> What you need to do
Read the data, and whenever a line holds the word "above", report that line.
=== Given entries ===
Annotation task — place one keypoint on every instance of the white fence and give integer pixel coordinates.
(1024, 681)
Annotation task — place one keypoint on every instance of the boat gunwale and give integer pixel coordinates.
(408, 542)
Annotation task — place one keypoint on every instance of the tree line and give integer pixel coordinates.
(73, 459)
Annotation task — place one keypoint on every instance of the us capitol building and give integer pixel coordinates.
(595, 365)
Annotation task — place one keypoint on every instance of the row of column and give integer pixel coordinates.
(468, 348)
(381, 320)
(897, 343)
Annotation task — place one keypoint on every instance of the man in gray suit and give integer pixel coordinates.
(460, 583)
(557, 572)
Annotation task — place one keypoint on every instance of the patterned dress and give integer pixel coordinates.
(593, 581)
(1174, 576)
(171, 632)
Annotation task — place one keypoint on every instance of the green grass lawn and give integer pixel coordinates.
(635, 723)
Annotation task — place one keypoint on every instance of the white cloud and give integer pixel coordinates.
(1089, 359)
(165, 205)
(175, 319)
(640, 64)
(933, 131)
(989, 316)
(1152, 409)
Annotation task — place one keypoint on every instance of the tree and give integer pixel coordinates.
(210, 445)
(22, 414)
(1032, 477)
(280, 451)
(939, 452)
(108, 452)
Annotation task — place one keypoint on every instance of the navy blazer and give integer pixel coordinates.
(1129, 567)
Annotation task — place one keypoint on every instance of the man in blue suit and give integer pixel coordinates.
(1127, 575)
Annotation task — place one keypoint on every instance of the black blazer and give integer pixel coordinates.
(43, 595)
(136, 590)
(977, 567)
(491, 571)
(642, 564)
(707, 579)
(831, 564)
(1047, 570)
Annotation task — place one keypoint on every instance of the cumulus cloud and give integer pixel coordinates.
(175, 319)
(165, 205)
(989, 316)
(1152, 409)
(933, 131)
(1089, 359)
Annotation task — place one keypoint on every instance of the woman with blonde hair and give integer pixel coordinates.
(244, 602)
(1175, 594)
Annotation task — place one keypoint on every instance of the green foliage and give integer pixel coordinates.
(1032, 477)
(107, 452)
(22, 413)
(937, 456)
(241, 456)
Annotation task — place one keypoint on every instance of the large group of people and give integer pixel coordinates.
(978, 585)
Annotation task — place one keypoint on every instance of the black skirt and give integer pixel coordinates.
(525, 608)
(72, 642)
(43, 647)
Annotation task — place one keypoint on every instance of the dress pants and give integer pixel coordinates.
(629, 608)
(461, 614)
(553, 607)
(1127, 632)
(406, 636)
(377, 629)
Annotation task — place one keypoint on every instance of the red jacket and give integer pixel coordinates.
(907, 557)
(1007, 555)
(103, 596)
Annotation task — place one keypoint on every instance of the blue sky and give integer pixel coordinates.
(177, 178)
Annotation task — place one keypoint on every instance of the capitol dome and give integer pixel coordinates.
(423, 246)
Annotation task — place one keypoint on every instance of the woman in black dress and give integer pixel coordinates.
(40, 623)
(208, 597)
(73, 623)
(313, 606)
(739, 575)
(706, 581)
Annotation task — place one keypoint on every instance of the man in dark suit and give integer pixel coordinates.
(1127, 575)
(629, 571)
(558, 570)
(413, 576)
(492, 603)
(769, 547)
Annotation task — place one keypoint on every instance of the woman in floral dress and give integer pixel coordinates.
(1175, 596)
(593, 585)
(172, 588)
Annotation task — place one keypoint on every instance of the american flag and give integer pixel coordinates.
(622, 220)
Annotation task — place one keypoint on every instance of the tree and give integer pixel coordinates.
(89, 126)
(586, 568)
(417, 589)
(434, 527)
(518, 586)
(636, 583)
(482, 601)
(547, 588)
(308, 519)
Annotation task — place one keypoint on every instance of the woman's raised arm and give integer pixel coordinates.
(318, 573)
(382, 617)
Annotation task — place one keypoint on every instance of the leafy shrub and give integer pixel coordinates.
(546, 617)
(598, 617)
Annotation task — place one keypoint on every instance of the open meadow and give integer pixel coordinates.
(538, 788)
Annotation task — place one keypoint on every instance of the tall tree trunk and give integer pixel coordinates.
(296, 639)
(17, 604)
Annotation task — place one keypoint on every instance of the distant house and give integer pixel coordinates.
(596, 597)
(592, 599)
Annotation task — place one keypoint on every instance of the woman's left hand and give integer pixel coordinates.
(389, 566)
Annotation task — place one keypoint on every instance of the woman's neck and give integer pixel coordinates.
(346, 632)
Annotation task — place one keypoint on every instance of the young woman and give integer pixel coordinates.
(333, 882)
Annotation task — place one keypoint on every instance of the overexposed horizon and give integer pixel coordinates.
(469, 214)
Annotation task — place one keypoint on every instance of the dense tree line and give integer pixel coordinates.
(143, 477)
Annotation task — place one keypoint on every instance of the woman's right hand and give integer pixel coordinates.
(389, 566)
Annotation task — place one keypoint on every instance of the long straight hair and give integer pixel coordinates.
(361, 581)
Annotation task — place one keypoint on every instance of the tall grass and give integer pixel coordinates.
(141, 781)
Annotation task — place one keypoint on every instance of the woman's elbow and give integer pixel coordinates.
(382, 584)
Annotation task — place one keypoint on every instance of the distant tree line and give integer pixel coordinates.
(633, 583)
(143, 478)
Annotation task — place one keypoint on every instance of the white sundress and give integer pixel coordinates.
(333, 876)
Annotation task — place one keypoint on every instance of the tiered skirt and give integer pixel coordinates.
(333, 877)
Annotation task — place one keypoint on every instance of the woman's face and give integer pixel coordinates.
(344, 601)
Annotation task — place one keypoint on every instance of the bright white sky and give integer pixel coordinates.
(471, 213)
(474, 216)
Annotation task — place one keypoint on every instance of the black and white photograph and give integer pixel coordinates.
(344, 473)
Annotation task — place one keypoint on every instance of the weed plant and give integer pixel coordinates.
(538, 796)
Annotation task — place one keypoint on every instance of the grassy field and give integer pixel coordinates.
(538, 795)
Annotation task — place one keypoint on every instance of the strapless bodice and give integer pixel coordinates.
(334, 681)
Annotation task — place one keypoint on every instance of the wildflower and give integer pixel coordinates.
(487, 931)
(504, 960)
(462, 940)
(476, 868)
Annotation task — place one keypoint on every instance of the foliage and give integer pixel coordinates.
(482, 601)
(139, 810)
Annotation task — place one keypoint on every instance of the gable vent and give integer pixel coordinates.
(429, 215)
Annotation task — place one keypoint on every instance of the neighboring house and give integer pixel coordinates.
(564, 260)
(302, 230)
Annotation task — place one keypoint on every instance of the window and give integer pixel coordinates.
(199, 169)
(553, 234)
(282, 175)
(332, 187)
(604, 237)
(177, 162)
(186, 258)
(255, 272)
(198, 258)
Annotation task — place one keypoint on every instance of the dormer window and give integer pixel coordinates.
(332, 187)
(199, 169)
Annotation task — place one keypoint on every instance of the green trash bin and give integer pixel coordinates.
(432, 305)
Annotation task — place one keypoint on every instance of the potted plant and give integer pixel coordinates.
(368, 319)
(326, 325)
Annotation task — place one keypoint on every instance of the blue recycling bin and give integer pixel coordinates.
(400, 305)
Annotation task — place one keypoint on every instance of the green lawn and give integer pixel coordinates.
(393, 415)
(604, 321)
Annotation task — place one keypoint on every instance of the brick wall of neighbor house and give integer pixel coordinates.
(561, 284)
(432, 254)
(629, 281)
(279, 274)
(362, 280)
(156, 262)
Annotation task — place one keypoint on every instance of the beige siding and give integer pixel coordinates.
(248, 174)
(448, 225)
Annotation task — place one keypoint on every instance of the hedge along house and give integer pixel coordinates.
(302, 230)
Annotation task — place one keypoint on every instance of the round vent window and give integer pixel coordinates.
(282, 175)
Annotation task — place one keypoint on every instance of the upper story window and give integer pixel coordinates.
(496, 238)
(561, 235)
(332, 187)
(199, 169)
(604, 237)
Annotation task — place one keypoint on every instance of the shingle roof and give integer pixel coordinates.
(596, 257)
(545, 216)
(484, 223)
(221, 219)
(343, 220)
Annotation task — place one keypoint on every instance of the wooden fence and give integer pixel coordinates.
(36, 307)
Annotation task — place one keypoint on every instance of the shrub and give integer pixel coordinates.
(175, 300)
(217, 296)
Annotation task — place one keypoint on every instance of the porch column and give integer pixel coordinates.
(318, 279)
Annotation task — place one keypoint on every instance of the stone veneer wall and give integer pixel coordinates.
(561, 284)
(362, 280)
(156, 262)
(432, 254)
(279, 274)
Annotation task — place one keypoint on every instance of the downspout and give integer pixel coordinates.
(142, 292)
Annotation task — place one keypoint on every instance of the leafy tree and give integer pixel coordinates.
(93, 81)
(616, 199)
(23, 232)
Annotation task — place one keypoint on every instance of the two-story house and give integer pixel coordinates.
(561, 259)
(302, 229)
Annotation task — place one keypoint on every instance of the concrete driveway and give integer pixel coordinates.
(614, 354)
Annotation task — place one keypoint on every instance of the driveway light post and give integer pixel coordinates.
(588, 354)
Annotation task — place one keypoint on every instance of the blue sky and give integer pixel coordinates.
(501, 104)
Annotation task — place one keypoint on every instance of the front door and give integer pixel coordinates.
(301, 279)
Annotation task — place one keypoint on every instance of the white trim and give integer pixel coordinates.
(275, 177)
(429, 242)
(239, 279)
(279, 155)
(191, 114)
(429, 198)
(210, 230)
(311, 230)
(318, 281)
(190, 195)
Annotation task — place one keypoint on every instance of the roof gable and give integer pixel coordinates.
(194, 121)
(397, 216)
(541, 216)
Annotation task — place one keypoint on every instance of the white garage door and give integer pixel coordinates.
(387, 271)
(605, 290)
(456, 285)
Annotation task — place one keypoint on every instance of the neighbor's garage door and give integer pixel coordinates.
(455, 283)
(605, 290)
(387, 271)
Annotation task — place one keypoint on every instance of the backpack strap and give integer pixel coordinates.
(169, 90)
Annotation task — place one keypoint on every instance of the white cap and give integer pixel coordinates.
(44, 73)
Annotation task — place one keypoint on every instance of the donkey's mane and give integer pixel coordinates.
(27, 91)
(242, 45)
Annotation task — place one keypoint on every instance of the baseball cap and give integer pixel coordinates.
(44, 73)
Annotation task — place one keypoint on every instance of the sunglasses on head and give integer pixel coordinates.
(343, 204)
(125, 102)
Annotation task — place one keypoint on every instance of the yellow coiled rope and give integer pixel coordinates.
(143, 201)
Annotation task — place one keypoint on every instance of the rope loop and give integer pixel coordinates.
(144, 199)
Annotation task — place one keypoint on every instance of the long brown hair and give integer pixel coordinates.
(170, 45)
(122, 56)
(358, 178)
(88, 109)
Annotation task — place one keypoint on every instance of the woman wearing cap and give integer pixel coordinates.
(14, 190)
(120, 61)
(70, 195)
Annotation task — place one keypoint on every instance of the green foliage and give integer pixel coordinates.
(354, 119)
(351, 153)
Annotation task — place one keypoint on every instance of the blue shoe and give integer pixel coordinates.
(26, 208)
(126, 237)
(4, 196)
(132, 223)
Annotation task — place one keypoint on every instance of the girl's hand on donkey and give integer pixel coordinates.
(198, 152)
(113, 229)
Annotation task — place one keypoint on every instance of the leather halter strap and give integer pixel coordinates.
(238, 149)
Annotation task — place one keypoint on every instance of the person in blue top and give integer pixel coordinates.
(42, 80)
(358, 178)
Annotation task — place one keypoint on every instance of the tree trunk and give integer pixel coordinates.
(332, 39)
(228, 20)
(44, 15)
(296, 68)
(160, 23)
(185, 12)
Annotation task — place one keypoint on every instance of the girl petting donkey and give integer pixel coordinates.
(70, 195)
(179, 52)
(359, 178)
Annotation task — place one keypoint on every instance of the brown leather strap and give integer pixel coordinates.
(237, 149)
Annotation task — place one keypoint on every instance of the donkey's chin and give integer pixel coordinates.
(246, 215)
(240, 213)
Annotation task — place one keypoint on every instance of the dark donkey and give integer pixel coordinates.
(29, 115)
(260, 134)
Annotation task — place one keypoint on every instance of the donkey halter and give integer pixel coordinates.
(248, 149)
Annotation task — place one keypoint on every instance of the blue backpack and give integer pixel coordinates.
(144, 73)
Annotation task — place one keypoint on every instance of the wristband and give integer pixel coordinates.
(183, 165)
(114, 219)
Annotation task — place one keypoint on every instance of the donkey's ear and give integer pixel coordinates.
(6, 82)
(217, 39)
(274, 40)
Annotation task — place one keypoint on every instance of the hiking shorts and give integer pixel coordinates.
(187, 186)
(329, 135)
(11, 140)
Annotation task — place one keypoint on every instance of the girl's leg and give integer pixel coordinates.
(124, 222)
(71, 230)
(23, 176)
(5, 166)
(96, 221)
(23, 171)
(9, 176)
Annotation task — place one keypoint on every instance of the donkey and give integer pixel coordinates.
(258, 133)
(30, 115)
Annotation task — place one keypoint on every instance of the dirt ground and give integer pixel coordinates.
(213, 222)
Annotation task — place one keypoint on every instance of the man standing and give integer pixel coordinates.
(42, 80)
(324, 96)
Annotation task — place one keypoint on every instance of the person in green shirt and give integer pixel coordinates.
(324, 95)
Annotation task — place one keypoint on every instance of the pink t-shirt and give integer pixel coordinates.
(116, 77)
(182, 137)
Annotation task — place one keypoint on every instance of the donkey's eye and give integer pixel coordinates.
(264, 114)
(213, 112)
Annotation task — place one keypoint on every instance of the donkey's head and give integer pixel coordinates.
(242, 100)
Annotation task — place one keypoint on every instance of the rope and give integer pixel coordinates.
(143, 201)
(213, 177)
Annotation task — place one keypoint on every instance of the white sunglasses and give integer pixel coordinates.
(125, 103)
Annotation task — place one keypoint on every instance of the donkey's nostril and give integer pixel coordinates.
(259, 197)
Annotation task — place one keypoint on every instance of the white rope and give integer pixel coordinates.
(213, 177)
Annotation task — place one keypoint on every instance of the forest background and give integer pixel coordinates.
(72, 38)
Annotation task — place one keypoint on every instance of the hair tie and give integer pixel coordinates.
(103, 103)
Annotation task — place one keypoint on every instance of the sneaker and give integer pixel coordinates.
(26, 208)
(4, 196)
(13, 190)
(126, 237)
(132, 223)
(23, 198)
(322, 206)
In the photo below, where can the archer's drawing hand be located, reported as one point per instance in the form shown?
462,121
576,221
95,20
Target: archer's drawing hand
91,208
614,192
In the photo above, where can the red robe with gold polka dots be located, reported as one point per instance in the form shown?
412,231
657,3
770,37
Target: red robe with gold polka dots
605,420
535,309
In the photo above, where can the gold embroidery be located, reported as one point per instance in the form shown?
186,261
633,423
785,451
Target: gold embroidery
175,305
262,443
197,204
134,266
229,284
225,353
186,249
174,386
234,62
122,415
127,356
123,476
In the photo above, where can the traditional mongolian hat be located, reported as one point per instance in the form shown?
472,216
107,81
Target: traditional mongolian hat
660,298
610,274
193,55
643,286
===
> Answer space
In the photo above, where can the red robe with gold polka dots be located, reported as one point per instance in the form shown?
In the photo above, where can the gold embroidery be located, reported as one point per instance in the form shown?
In the photo above, where can the traditional mongolian hat be located, reported as one point per instance in the form shown?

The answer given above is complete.